■ WHAT TO DO
• A. Summarize the column on pandemic nostalgia in two sentences.
• B. Print the part of the column on pandemic nostalgia from "by Ernest Hogan" up to and including "us right now.".
• C. Carry on the column on pandemic nostalgia from the point where it ends.

■ TEXT SHOWN

Thursday, October 19, 2023

Chicanonautica: Pandemic Nostalgia With Gómez-Peña’s Mex Files

by Ernest Hogan

 


Is it too early for pandemic nostalgia? Please excuse me if it is. I’m a sci-fi vato, a mutant for whom the future never comes soon enough. I get high on future shock. 


Also, I’m a futurista because I’m not allowed to exist in the present. Just ask whatever bureaucracy is watching over us right now.


The chaos of the last few years has had me running myself ragged keeping up with it transformations. Nothing like a global monkey-wrench smashing into everybody’s business to do that. Suddenly, the word surreal is in news reports. The pandemic did that.


Now we are under the delusion that it’s over, but Covid ain’t gone. It’s just going through some mellower mutations. Even though a lot of people want to forget it ever happened, there’s wisdom in the meme, “That which does not kill us, mutates and tries again.”

(Stored items)
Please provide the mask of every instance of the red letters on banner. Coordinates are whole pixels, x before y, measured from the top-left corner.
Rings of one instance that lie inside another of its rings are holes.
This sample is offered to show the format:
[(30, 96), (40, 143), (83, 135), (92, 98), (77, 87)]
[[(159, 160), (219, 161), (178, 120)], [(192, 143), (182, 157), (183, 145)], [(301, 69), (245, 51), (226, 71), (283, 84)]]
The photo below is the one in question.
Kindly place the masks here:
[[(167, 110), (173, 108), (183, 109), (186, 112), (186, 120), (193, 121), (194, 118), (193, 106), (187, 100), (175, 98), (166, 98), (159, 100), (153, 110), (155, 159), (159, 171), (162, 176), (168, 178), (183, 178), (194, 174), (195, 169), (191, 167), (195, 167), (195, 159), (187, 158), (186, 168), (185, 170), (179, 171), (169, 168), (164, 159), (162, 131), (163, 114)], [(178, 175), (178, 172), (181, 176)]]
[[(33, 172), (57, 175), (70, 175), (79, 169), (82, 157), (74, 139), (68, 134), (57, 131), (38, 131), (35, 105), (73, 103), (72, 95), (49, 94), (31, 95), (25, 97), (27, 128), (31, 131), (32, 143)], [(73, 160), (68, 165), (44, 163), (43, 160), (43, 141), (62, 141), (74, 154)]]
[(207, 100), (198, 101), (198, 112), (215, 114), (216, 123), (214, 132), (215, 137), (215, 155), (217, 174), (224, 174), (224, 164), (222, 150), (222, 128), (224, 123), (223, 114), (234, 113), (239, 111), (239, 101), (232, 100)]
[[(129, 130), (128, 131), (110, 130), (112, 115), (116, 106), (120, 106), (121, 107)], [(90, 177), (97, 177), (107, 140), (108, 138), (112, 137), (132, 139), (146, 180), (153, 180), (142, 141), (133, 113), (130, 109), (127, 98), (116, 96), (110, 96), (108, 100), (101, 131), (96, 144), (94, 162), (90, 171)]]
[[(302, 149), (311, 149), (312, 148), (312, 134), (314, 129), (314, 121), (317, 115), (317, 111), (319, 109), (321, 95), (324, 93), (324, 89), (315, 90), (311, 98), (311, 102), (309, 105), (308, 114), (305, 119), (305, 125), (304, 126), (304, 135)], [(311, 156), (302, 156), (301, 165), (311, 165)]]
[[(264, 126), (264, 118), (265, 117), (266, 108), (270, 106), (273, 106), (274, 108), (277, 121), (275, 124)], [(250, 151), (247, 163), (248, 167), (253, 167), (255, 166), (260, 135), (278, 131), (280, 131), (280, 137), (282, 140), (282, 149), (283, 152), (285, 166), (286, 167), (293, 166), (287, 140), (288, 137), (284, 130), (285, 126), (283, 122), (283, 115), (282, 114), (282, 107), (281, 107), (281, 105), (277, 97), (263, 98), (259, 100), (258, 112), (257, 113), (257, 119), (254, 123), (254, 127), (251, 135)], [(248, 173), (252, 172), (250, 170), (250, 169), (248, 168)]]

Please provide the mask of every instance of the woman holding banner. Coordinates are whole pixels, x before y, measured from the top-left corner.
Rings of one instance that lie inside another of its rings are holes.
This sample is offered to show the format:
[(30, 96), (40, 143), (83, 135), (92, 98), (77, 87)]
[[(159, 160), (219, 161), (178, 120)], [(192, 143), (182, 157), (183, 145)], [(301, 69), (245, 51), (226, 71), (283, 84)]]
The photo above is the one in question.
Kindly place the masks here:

■ RESPONSES TO THE EXERCISE
• A. The writer, a self-described sci-fi vato who gets high on future shock, asks whether it is too early for pandemic nostalgia and recalls how the pandemic's chaos brought the word surreal into news reports. Many people now believe it is over, but Covid is still here and only going through mellower mutations.

• B.
by Ernest Hogan

 


Is it too early for pandemic nostalgia? Please excuse me if it is. I’m a sci-fi vato, a mutant for whom the future never comes soon enough. I get high on future shock. 


Also, I’m a futurista because I’m not allowed to exist in the present. Just ask whatever bureaucracy is watching over us right now.

• C.
Note that you also see the word mutation in news reports these days.


Back in the thick of the lockdown, Guillermo Gómez-Peña started reporting on it on his radio show/podcast (the terms are becoming interchangeable–the internet is absorbing radio), Gómez-Peña’s Mex Files.



I tried to be a loyal listener at first but turned out I was an essential worker and ended up in a bandido bandana and an orange, glowing vest running stuff out to cars in the library parking lot instead of finishing my novel in the summer of 2020. I also learned about Zoom, thanks to Guillermo and his wife, Balitronica.


Recently, Facebook reminded me about Mex Files, so I binged what was on the website.


¡Guao!


Not only does it deliver the Mad Mex’s harrowing, transborder Covid experiences that outweird the latest science fiction, it provides an excellent introduction to his work and the incredible world of performance art.


How can I describe it?


There are similarities with my work–Gomez-Peña and I both arrived on this planet in 1955, him in Mexico City, me in L.A.  we overlap over Chicano territory. He writes, and also performs, which takes him to interesting places. Art and politics cohabitate. It’s often funny but is more than satire. Alternate realities aren’t just described—they come to life, threaten to alter our world.


Sometimes it gets sci-fi (Chicano is a science fiction state of being) but is never restrained by the limits of the genre.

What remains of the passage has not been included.